Parts of the exercise.
a: Condense the paragraph in the space exploration chat that begins "The question of the day" into a short bulleted list that keeps its main points.
b: Summarize the space exploration chat in two sentences.
c: Extend the space exploration chat transcript, picking up after its final line.

--- START OF Passage ---

Science: Space Exploration
Monday, December 4, 2006; 11:00 AM
Washington Post science writer Marc Kaufman was online to discuss his Monday Science Page feature story about the future of space exploration on Monday, Dec. 4 at 11 a.m. ET.
He writes that the Vision for Exploration that President Bush announced in 2004, a program to return Americans to the moon before 2020 and plan for travel onward to Mars, is an almost Star-Trek like vision, one that has ardent supporters and vocal detractors. Read more in today's story: NASA Looks to the Future With Eye on the Past.
The transcript follows.
Marc Kaufman: Good morning everyone, and thank you in advance for your questions. This NASA story had its origins in a sit-down I had a while back with Mike Griffin, the administrator. His view of space exploration and zeal for the task struck me as fascinating and newsworthy. There are so many big (and often troubling) stories in the news these days that it can be a welcome relief to be reminded of other dimensions of our lives here on Earth.
San Francisco, Calif.: Stephen Hawking says, "We must leave Earth," or something like that. Do you agree than humankind's future, ultimately, is off the planet?
Marc Kaufman: The question of the day. It certainly seems at times that we are headed to planet-wide troubles in the future, and so it's tempting to think that humans might be able to re-settle elsewhere. But at this point, our ability to actually do it is so rudimentary that it can also seem like a pipedream. Even when it comes to settlements on the moon, or traveling to Mars, the dangers from solar and cosmic radiation alone are enough to almost assure humans will not survive. A lot more study and development is needed before any of this can become a reality.
Washington, D.C.: How much money will NASA spend to return to the Moon? How strong is support on Capitol Hill for spending that money, especially since Tom DeLay, a strong NASA supporter, is gone?

--- END OF Passage ---
--- START OF Entries shown ---

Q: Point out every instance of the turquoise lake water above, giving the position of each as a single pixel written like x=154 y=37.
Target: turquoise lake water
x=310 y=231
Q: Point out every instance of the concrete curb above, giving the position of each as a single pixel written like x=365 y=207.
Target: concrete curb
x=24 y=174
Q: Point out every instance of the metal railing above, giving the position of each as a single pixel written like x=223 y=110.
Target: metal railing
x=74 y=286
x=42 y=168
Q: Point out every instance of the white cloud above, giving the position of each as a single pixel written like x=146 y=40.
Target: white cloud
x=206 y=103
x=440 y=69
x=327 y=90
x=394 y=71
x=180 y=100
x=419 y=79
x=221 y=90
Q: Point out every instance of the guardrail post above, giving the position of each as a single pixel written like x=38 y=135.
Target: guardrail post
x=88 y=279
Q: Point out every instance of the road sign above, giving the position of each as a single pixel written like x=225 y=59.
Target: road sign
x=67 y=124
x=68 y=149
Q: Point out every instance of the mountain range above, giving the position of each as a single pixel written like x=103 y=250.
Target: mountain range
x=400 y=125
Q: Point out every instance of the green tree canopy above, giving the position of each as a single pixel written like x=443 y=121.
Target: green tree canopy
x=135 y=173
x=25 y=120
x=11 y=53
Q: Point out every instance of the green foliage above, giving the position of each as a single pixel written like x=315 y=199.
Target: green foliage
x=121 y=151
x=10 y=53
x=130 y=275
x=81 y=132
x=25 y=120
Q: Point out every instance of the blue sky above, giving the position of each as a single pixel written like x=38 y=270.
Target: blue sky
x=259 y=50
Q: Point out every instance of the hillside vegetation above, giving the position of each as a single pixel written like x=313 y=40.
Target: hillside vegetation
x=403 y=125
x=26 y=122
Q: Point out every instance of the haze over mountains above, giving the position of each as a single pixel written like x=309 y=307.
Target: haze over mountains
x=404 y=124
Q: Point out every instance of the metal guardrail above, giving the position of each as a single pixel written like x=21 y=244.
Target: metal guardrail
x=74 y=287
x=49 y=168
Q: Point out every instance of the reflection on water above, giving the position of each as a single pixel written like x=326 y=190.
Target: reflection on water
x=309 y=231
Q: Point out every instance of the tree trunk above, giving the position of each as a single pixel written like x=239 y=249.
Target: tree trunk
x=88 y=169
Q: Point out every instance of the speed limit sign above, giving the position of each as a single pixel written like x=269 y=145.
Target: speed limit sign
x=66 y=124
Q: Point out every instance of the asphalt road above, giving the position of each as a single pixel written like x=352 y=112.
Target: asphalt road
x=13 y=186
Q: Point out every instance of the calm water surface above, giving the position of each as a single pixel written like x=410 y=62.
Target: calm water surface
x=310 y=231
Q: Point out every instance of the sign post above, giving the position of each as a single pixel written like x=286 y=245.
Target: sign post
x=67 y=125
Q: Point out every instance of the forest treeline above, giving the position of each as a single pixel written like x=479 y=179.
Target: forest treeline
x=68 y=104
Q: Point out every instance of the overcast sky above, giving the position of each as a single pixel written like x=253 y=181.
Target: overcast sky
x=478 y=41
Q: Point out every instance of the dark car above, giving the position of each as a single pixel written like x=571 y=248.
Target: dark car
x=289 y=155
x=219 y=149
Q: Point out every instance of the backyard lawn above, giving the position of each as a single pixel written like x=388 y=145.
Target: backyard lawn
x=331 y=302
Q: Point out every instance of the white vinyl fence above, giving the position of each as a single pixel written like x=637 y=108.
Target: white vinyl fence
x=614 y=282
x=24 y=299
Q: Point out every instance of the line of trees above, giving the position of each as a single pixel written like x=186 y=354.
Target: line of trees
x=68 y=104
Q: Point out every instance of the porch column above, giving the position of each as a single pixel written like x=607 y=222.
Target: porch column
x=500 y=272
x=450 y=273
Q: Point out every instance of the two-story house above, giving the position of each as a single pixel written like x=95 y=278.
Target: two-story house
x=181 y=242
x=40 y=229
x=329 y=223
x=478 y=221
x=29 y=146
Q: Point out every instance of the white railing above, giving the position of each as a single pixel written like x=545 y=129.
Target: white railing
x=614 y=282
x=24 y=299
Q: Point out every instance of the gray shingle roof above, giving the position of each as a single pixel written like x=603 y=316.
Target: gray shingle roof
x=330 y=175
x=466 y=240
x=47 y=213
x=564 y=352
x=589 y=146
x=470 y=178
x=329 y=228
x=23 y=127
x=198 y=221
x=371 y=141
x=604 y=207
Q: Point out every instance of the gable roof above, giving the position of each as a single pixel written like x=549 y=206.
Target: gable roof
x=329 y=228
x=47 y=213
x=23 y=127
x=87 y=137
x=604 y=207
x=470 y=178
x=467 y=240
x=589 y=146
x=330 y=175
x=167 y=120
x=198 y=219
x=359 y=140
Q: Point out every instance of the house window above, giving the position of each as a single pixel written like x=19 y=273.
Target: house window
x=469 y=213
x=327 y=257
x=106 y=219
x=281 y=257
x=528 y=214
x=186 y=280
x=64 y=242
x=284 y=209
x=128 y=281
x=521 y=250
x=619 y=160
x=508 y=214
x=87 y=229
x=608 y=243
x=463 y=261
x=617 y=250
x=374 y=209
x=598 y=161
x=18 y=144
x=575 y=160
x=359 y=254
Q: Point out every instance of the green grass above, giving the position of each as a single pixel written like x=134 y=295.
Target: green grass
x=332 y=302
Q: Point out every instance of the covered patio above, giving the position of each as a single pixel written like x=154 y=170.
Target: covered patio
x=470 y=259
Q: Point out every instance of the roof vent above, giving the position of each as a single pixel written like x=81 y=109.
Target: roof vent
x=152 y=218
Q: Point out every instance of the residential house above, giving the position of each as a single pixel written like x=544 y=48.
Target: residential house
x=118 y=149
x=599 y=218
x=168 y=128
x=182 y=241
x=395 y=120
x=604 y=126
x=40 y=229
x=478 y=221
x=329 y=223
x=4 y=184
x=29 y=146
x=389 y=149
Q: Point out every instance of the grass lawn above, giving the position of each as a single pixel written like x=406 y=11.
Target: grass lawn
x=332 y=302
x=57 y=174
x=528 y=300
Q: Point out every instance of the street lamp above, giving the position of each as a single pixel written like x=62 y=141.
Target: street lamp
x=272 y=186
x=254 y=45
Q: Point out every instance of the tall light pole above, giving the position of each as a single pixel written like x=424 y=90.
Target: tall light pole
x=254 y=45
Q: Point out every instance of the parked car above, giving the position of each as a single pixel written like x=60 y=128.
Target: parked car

--- END OF Entries shown ---

Responses to the tasks.
a:
- Possible planet-wide troubles ahead make it tempting to think humans could resettle elsewhere.
- For now, our ability to do so is so rudimentary that the idea can seem like a pipedream.
- Even for settlements on the moon or travel to Mars, solar and cosmic radiation alone could almost assure that humans would not survive.
- Much more study and development is needed before any of this becomes reality.

b: Washington Post science writer Marc Kaufman held an online discussion of his feature on the future of space exploration, which covers the Vision for Exploration that President Bush announced in 2004 to return Americans to the moon before 2020 and plan for travel onward to Mars. Kaufman said the story began with a sit-down with NASA administrator Mike Griffin, and when asked whether humankind's future lies off the planet, he replied that our ability to resettle elsewhere is still rudimentary, that radiation alone could almost assure humans would not survive, and that much more study and development is needed.

c:
Marc Kaufman: The money question is clearly key, and at this point unresolved. When Bush announced the moon/Mars mission in early 2004, the administration also provided a chart with cost projections. They assumed that the NASA budget, now about $17 billion annually, would grow only to meet inflation, and that in effect no new money would be available for the initiative. However, the chart also showed that most of the current expenses of the manned exploration program -- for the space shuttle program and for the space station -- would terminate by 2010, when the station is supposed to be finished and the shuttle program ended. Griffin believes this newly freed-up money will allow the moon/Mars mission to flourish. Others are skeptical, and talk about the "cannabalizing" of other important NASA programs.
Harrisburg, Pa.: How can any really rational scientists assume that the unknowns and hazards faced by both the Vikings and later more successful explorers are anywhere near the severity of what lies in space?
Comment: The lopsided competitive drive to dominate near space (solar system) by the United States without a balanced and supportive space science program is not just dangerous, it could introduce scientific and financial vulnerabilities that could threaten all humankind.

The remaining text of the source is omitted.